··· Source material

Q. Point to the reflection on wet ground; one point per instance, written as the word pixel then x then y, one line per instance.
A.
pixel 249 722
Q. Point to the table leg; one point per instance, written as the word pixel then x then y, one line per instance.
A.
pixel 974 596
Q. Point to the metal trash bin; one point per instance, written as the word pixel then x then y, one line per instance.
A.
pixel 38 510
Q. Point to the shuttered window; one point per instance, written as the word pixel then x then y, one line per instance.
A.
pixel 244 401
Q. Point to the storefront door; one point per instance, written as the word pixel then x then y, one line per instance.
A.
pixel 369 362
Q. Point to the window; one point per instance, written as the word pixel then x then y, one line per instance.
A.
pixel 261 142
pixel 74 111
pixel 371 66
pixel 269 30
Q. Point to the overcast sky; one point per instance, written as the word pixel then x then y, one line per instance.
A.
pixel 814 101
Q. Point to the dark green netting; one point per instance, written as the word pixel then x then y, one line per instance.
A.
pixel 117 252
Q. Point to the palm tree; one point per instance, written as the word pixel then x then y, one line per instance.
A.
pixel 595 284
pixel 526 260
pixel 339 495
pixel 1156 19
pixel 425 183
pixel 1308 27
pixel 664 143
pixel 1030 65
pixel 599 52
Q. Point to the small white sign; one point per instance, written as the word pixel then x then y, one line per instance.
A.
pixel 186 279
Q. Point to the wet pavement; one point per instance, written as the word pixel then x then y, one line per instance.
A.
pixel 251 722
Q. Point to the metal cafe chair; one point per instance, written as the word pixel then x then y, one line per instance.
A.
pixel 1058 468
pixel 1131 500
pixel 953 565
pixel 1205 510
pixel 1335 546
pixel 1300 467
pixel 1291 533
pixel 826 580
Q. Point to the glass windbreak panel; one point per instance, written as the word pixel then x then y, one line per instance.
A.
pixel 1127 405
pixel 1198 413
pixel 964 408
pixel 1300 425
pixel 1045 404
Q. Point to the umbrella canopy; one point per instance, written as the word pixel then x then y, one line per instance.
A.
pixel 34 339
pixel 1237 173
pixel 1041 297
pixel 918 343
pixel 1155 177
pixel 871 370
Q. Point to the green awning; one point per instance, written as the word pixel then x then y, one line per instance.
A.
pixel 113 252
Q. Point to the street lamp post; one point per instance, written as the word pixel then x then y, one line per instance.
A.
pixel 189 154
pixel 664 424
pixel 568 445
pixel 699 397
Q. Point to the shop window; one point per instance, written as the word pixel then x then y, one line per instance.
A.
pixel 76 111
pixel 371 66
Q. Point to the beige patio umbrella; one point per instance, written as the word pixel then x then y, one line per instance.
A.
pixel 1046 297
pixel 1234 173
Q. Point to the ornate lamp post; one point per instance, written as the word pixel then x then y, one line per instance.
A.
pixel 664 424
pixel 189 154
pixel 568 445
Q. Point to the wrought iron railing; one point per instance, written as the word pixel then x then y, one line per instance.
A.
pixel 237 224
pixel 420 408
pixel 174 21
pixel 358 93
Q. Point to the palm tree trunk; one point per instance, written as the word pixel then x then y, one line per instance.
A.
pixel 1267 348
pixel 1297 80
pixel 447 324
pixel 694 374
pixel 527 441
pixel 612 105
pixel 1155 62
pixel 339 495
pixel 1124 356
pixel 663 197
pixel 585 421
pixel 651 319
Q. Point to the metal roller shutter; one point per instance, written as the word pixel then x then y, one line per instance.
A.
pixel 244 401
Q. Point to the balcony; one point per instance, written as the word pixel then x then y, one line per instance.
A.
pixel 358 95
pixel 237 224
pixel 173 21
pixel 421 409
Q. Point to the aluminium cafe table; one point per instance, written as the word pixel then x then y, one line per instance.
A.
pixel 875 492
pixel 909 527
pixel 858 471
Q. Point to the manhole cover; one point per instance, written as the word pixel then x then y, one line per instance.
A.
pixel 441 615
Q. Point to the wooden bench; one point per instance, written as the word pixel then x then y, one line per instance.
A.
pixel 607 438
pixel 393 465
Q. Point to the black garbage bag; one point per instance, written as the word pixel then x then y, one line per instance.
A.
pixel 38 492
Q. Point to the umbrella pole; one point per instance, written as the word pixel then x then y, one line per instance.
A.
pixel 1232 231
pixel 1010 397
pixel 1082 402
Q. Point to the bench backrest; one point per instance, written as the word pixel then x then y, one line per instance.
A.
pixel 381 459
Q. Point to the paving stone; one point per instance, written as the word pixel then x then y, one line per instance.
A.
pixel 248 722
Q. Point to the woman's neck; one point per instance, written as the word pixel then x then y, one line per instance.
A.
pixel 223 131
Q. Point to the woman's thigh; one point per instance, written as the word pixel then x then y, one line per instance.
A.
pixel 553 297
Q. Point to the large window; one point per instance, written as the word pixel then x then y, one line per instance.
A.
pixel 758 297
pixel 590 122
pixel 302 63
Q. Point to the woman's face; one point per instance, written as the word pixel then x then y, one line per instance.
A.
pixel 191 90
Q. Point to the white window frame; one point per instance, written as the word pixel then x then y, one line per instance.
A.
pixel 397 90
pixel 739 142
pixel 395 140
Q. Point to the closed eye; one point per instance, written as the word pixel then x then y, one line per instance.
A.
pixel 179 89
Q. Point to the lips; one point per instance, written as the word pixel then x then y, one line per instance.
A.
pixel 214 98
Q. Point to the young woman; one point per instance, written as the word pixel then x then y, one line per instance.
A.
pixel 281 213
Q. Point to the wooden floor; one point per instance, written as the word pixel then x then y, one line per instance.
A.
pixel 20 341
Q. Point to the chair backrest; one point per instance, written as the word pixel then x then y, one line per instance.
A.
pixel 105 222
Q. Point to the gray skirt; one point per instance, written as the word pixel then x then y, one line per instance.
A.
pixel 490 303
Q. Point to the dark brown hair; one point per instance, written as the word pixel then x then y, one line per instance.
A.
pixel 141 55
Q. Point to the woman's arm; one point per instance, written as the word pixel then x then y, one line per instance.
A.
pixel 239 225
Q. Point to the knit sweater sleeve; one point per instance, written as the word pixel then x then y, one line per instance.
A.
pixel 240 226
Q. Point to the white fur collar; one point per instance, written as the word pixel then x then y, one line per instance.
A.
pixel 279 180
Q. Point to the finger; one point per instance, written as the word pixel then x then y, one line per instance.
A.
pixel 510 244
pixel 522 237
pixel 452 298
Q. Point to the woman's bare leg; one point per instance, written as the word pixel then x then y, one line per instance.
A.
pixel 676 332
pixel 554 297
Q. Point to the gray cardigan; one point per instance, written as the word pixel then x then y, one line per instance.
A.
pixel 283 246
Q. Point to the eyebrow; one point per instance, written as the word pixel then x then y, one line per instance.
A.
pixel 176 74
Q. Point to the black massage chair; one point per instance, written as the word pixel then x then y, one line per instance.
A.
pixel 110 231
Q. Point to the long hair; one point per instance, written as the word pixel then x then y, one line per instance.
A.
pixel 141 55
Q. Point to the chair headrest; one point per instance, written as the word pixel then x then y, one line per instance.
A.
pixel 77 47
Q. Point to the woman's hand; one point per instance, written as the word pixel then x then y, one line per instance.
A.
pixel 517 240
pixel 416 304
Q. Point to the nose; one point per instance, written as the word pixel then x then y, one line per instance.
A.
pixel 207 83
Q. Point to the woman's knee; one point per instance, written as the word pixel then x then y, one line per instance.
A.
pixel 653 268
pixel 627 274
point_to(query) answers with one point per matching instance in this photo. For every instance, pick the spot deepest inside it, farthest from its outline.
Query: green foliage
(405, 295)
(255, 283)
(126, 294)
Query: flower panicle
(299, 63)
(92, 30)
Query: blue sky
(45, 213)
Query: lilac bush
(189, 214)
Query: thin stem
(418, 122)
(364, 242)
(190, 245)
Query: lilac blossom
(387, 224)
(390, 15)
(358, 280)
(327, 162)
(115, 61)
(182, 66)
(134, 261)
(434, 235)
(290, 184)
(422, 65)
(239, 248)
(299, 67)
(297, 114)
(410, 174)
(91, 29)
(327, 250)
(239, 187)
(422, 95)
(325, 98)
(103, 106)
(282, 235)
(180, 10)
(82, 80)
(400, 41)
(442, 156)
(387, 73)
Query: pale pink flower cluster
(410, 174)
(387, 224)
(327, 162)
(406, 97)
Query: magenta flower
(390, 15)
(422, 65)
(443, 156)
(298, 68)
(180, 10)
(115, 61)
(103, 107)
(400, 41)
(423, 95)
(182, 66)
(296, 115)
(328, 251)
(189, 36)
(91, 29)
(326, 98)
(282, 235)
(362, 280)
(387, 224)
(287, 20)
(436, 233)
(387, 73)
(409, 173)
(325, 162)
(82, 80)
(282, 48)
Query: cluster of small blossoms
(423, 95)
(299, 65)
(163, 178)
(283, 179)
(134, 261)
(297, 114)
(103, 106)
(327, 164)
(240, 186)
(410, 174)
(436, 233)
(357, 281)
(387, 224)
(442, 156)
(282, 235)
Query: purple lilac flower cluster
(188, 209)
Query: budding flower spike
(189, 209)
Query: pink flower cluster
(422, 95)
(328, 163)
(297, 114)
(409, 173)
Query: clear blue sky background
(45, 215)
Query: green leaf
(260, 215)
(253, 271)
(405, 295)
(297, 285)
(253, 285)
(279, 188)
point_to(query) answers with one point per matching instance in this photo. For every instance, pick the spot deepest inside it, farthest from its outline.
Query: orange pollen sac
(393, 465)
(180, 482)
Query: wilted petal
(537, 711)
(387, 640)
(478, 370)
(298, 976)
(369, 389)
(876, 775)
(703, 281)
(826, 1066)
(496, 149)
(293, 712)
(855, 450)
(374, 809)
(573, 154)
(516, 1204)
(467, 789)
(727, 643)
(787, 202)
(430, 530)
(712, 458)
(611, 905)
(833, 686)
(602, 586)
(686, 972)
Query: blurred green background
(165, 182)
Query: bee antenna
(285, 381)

······

▶ Exercise goal: Whenever a line above contains "cafe", copy that line.

▶ Solved problem:
Q. Point to the metal cafe chair; one point per instance, written as the word pixel then x then y, one line per instance.
Q. Point to the aluminium cafe table; one point per instance, written as the word pixel then x then y, one line per instance.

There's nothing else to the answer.